* Verilen Problem: Aşağıdaki materyalde "of the light" ifadesini içeren satırdan başlayıp "M117 204L117 242L170 242L172 211L169 205Z" ifadesini içeren satıra kadar uzanan satırları, her iki uç satır da dahil olmak üzere, her satıra bir dize düşecek biçimde bir JSON listesine aktarınız. Boş satırları listeye almayınız.

[Segmentasyon veri kümesi alıntıları]
== == ==

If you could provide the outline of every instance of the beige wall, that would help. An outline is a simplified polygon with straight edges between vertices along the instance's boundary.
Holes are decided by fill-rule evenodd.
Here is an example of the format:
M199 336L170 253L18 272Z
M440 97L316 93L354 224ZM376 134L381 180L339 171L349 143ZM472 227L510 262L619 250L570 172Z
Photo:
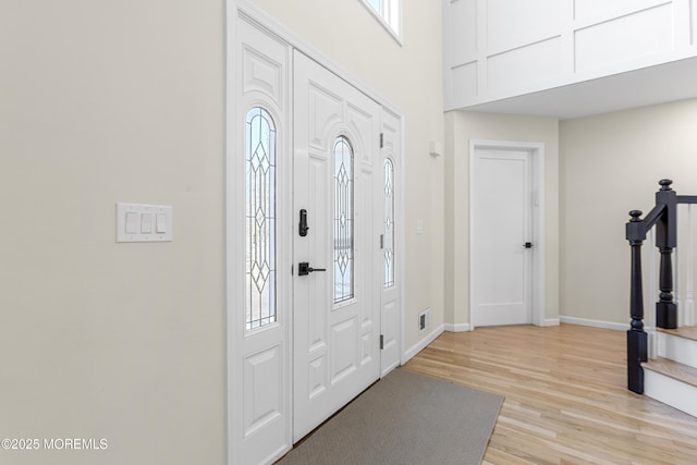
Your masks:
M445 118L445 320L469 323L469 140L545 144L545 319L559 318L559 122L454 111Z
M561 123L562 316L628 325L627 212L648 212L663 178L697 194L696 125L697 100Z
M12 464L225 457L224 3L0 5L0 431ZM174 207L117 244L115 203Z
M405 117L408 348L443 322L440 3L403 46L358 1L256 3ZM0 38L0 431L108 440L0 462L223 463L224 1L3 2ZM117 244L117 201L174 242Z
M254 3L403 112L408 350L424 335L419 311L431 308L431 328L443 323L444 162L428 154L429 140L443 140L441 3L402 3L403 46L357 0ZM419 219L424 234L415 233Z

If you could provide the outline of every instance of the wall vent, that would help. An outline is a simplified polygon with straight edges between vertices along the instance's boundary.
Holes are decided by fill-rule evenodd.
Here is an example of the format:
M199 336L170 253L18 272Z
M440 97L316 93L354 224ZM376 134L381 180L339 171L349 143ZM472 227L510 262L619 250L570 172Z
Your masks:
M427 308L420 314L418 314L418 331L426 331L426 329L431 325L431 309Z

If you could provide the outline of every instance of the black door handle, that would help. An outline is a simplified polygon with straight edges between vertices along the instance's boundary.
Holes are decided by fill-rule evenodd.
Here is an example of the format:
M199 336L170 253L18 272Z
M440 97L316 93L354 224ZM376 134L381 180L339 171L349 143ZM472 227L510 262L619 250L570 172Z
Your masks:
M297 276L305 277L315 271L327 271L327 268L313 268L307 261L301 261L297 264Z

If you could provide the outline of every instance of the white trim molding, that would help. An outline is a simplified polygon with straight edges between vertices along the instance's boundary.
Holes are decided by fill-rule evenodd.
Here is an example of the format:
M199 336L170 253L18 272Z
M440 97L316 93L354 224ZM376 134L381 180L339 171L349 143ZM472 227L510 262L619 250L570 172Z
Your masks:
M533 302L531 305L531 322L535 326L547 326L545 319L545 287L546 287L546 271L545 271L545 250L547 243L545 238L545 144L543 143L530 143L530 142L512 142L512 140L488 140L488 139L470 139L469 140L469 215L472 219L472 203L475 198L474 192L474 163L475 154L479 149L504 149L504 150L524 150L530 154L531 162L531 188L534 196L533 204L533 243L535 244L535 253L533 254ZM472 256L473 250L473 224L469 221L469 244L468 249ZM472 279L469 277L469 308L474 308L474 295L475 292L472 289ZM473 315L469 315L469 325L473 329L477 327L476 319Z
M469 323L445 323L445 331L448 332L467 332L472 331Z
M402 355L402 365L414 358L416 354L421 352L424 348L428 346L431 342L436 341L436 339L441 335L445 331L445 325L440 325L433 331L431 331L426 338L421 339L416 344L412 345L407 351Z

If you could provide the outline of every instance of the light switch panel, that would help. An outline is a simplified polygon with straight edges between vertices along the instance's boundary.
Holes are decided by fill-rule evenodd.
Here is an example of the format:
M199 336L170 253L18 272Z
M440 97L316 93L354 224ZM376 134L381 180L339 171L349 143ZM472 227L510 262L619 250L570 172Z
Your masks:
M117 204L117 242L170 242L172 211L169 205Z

== == ==

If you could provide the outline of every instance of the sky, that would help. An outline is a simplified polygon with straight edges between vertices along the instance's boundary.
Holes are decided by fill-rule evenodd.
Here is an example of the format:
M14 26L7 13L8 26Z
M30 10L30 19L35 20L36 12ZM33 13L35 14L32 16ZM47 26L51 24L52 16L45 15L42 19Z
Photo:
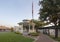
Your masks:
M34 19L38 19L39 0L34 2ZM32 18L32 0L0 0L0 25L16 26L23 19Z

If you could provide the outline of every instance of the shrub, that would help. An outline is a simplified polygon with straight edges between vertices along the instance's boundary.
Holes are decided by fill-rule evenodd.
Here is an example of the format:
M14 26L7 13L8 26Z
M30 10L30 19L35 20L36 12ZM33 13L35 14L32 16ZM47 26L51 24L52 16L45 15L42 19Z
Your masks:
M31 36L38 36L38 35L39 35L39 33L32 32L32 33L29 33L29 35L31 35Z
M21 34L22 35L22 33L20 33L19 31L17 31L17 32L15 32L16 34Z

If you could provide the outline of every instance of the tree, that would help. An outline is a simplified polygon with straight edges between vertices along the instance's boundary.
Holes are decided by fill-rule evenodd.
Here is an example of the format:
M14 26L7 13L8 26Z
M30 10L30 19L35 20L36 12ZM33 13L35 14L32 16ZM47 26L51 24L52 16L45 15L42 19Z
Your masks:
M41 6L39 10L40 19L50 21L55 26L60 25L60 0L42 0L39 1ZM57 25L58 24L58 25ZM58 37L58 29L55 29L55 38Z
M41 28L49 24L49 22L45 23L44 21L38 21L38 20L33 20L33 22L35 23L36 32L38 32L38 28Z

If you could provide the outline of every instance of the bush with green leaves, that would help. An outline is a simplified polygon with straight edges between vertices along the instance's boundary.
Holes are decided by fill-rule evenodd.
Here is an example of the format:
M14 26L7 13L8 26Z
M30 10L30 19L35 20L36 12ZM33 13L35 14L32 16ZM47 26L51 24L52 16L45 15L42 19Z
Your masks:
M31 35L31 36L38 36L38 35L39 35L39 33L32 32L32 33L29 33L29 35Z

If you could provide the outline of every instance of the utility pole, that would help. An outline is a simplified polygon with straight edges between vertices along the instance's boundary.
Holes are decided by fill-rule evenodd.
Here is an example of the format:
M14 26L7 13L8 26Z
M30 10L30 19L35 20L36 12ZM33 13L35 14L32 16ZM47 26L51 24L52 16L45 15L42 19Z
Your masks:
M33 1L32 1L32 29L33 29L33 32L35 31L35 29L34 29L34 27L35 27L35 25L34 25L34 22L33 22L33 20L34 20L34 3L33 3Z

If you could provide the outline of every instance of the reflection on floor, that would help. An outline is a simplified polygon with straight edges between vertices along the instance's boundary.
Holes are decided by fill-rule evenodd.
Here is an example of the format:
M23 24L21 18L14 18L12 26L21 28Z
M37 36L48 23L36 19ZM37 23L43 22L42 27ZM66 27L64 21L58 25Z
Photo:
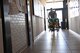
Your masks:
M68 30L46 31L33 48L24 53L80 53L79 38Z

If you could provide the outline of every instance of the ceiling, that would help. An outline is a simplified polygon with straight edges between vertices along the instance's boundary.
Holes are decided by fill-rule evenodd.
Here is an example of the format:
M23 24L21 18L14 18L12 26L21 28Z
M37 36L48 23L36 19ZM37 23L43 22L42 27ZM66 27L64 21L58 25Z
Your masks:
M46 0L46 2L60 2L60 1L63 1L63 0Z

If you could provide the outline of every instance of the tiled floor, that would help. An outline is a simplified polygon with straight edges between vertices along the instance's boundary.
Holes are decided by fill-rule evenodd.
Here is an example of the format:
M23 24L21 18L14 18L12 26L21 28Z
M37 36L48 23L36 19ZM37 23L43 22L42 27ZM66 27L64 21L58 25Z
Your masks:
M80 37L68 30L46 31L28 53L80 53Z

== == ==

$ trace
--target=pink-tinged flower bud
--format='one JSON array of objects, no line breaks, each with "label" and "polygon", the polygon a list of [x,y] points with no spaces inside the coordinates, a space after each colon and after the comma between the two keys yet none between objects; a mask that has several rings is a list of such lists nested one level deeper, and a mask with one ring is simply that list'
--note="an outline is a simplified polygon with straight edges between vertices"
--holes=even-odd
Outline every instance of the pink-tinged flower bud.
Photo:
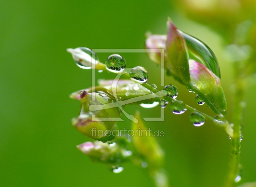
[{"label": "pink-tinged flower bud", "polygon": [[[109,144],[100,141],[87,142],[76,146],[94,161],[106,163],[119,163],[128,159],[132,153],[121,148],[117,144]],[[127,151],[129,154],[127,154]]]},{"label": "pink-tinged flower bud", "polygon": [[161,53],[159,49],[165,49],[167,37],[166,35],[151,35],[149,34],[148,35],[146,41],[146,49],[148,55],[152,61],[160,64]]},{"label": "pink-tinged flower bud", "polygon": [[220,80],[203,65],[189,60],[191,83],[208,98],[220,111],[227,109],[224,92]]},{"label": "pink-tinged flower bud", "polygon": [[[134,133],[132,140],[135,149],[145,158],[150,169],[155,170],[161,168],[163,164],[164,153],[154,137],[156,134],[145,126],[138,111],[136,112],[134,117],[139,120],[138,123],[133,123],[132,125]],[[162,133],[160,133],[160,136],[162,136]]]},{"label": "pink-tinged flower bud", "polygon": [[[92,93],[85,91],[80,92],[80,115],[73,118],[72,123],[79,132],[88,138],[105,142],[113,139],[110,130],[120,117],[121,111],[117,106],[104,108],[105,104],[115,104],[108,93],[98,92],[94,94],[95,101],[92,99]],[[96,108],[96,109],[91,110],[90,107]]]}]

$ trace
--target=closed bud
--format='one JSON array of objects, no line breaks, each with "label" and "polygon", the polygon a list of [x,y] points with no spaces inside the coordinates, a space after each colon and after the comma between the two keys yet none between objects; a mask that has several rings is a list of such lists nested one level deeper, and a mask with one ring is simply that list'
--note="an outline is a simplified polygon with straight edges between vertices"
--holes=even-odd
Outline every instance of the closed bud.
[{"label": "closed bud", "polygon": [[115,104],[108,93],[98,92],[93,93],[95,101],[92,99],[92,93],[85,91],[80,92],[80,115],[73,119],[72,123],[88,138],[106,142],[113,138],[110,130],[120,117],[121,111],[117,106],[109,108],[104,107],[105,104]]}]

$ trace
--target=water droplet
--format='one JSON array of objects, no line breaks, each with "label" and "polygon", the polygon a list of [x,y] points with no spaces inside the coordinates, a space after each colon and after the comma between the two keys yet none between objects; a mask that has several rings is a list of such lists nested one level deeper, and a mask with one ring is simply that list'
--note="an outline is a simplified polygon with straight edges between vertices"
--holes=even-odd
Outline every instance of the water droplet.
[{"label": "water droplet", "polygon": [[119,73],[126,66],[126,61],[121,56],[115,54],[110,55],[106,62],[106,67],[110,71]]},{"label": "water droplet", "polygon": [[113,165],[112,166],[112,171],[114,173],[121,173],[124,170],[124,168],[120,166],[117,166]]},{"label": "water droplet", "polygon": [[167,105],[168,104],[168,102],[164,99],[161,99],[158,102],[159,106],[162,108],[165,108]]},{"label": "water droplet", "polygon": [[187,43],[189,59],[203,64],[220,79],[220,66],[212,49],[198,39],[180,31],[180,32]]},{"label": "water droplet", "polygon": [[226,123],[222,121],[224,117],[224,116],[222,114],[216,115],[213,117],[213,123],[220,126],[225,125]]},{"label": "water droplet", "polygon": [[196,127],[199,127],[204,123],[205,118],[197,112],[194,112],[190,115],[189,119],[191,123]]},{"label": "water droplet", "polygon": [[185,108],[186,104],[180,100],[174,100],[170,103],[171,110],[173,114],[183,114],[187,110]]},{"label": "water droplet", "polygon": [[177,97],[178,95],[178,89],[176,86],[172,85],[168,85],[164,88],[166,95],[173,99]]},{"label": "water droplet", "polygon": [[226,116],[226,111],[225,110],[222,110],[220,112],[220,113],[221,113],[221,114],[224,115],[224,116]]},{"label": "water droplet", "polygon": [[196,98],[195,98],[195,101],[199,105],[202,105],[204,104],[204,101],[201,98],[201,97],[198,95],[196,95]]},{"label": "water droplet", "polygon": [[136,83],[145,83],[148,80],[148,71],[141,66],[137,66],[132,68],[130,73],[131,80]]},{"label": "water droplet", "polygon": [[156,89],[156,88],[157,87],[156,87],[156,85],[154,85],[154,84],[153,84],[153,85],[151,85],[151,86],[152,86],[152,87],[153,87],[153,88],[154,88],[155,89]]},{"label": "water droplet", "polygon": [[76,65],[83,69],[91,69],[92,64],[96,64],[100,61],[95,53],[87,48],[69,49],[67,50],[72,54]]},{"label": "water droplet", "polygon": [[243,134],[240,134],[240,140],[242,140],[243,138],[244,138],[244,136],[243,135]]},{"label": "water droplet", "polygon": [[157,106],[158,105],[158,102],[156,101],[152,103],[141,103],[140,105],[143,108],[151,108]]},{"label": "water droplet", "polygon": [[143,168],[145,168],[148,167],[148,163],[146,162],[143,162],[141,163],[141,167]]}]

== == ==

* Görevin Cevabı:
[
  "If you could provide the outline of every instance of the light switch panel, that would help. An outline is a simplified polygon with straight edges between vertices along the instance's boundary.",
  "Holes are decided by fill-rule evenodd.",
  "Here is an example of the format:",
  "M199 336L170 253L18 272Z",
  "M440 97L316 93L354 224ZM376 134L381 180L339 171L349 143ZM472 227L510 262L619 250L570 172Z",
  "Your masks:",
  "M117 204L117 242L170 242L172 211L169 205Z"
]